## [What the task asks]
Rewrite all of the material below as a two-column CSV with columns input and output. Give one row per answer, with the text it responds to under input and the answer itself under output, each as a single quoted field with line breaks replaced by spaces.

***** Input for this task

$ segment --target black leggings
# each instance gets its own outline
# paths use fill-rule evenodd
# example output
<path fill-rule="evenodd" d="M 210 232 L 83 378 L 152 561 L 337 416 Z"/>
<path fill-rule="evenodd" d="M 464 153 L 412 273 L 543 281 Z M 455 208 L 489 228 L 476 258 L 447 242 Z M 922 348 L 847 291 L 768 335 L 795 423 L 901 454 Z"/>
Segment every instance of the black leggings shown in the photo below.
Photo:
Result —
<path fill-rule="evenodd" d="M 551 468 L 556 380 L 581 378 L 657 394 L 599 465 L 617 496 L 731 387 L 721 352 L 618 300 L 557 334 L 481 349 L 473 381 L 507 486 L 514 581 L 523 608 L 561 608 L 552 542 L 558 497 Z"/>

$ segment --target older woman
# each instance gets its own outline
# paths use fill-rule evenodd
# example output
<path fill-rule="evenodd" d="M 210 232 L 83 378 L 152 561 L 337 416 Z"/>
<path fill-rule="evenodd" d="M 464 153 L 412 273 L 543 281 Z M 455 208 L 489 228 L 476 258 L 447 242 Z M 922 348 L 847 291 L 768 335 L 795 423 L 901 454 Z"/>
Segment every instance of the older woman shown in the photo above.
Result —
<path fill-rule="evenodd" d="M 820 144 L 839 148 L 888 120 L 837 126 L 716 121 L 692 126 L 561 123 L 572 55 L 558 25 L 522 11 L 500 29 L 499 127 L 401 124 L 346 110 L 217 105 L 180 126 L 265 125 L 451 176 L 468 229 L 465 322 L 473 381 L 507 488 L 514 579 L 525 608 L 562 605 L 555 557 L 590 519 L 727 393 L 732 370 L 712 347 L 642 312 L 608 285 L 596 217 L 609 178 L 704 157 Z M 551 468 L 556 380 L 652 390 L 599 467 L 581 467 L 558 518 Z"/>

**********

## [Final result]
input,output
"$ segment --target black leggings # each instance gets its own outline # paths use fill-rule evenodd # example output <path fill-rule=""evenodd"" d=""M 210 232 L 83 378 L 152 561 L 337 416 Z""/> <path fill-rule=""evenodd"" d=""M 464 153 L 412 273 L 543 281 Z M 455 208 L 489 228 L 476 258 L 447 242 Z M 922 348 L 847 291 L 768 335 L 795 423 L 901 454 Z""/> Segment every instance of the black leggings shown in the photo below. Photo: Result —","<path fill-rule=""evenodd"" d=""M 551 468 L 556 380 L 581 378 L 657 394 L 599 465 L 617 496 L 731 387 L 721 352 L 618 300 L 557 334 L 481 349 L 473 381 L 507 486 L 514 581 L 523 608 L 561 608 L 552 542 L 558 497 Z""/>"
"$ segment --target older woman # each instance gets its own outline # paths use fill-rule evenodd # example output <path fill-rule=""evenodd"" d=""M 210 232 L 83 378 L 152 561 L 337 416 Z""/> <path fill-rule=""evenodd"" d=""M 464 153 L 412 273 L 543 281 Z M 455 208 L 489 228 L 476 258 L 447 242 Z M 922 348 L 847 291 L 768 335 L 795 423 L 901 454 Z""/> Segment every instance of the older woman shown in the photo above. Result —","<path fill-rule=""evenodd"" d=""M 820 144 L 839 148 L 888 120 L 837 126 L 716 121 L 692 126 L 561 123 L 572 55 L 558 25 L 522 11 L 500 29 L 499 127 L 401 124 L 346 110 L 217 105 L 180 126 L 265 125 L 451 176 L 468 229 L 465 322 L 473 381 L 507 488 L 514 579 L 525 608 L 562 605 L 555 557 L 590 519 L 727 393 L 732 370 L 712 347 L 642 312 L 608 285 L 596 217 L 609 178 L 704 157 Z M 551 468 L 556 380 L 652 390 L 599 467 L 581 467 L 558 518 Z""/>"